**Problem**
What is the count of lines in the records that include "this"? Reply with that number alone.

**Given data**

——

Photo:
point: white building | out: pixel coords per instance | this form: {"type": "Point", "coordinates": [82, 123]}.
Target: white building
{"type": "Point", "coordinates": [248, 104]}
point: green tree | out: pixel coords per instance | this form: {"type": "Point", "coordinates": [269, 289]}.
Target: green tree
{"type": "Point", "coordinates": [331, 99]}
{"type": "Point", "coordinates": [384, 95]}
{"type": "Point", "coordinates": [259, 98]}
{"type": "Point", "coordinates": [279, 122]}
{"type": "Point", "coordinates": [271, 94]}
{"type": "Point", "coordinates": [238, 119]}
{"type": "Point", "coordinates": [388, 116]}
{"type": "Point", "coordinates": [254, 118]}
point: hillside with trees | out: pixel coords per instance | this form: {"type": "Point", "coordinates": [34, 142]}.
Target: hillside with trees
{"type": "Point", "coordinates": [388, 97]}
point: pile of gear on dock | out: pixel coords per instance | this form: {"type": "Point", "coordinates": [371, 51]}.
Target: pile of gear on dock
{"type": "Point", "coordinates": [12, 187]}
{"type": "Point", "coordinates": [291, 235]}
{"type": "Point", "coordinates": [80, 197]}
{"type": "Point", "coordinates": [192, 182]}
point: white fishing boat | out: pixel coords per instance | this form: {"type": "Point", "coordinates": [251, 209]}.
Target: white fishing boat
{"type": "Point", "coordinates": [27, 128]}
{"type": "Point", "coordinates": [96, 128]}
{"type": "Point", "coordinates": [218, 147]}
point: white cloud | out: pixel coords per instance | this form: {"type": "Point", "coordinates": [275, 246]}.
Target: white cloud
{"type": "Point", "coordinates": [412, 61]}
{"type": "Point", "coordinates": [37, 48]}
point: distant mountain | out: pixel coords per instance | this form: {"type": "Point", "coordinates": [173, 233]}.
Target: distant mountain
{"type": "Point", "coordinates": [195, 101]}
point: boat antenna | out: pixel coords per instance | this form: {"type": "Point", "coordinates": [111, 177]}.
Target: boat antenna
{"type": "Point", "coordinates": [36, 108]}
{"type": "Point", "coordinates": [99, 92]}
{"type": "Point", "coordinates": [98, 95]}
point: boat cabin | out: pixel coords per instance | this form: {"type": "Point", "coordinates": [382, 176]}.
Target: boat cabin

——

**Expected answer**
9